Print all of the data exactly as written.

<<<<

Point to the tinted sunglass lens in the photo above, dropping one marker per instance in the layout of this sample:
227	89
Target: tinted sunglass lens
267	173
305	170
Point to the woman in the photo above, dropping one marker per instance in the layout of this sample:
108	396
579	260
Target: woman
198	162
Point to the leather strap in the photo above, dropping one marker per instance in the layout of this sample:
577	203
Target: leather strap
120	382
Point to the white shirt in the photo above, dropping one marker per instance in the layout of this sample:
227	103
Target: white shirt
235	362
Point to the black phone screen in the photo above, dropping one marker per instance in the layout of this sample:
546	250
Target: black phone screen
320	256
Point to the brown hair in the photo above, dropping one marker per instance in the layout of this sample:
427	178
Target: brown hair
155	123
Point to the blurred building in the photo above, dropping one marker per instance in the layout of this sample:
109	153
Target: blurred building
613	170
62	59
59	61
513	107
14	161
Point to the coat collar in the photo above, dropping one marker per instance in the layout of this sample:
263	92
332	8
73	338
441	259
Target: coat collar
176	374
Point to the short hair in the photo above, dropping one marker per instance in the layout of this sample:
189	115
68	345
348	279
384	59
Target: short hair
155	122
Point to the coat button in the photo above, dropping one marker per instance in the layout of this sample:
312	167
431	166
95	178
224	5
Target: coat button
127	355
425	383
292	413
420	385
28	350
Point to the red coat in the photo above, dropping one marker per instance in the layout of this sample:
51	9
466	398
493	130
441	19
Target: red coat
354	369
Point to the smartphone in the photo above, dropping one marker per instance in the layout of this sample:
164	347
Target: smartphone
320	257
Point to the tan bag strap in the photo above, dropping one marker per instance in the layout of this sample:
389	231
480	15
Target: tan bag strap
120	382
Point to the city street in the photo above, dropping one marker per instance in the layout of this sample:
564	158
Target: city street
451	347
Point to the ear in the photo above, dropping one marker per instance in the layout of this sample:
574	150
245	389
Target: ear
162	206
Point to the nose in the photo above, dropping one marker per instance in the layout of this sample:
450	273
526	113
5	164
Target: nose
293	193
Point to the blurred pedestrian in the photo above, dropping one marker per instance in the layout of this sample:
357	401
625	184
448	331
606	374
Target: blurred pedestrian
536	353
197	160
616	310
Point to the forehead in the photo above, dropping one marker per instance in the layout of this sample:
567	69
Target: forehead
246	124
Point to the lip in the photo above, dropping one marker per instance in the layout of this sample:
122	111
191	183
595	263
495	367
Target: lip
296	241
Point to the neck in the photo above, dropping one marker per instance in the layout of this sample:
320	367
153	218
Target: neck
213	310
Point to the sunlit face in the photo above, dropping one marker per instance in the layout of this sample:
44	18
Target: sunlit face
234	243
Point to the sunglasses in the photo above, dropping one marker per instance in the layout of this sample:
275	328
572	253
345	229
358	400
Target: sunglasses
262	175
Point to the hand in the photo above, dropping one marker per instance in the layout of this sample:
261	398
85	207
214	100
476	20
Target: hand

>>>>

Response area.
Point to the tinted sunglass lens in the photo above, dropping one marker per instance in the layout of this sample:
227	89
Target: tinted sunglass lens
267	173
305	170
Point to the woman in the photo above, dropping one marker per instance in the layout of this sample:
108	396
579	260
Target: woman
198	162
Point to the leather strap in the photo above, dropping one marker per instance in the layout of this sample:
577	203
Target: leather strap
120	382
Point to the white shirt in the photo above, dropping one marker per instance in the layout of this sample:
227	103
Target: white shirt
235	362
Point to the black phone screen in the photo above, dropping one marker per instance in the layout of this sample:
546	250
Target: black phone screen
320	256
Point to the brown hair in the photo above, dropping one marker per instance in the layout of this sample:
427	178
Target: brown hair
155	123
Point to the blurred building in the photo above, dropping one marker per instance in the layout of this sample:
109	153
Target: blurred building
613	170
62	59
59	61
513	107
14	161
Point to the coat collar in the photo above, dropping one marker per instance in the layout of this sample:
263	92
332	8
73	338
441	259
Target: coat collar
176	374
Point to the short hair in the photo above, dropping one marker per instance in the layout of this sample:
189	115
68	345
348	279
384	59
Target: short hair
155	122
Point to the coat button in the photo above, dropping one marker per instance in the layout of this sample:
312	167
431	166
95	178
224	5
Target: coat button
127	355
425	383
292	413
420	385
28	350
Point to the red coat in the photo above, dropping one marker per instance in the layout of this sample:
51	9
466	398
493	130
441	19
Target: red coat
354	369
Point to the smartphone in the photo above, dropping one marker per instance in the layout of this sample:
164	347
Target: smartphone
320	257
Point to the tan bag strap in the photo above, dropping one marker per instance in the layout of this sample:
389	231
480	15
Target: tan bag strap
120	382
Point to the city street in the photo above, dropping one marker per instance in the layout of this sample:
564	158
Target: city street
451	347
Point to the ear in the photo above, dropping one marker per instance in the layout of this sample:
574	150
245	389
Target: ear
162	206
Point to the nose in the photo above, dropping one marker per instance in the layout of this sample:
450	273
526	113
5	164
Target: nose
293	193
Point to the blurred pedestrian in the photo above, dropping one marker per instance in the layout of this sample:
357	401
625	184
448	331
606	374
Target: blurred pedestrian
536	353
197	160
616	310
Point to the forehead in the photo above, dropping one marker per instance in the layout of this sample:
567	69
Target: forehead
246	124
Point to the lip in the photo above, dropping one marker per instance in the layout of this sample:
122	111
191	183
595	263
495	367
Target: lip
296	241
Point to the neck in the photo above, dropping one marker per instance in the layout of this sample:
320	367
153	218
Target: neck
213	310
Point to the sunlit face in the photo above, dropping one marker per instance in the layout of this sample:
44	18
Target: sunlit face
234	243
Point to the sunglasses in the photo above, dropping one marker per instance in the layout of this sample:
275	328
572	253
345	229
358	400
Target: sunglasses
262	175
Point to the hand in the photo above, dropping one marker per instance in the layout of this sample:
261	398
85	207
214	100
476	20
Target: hand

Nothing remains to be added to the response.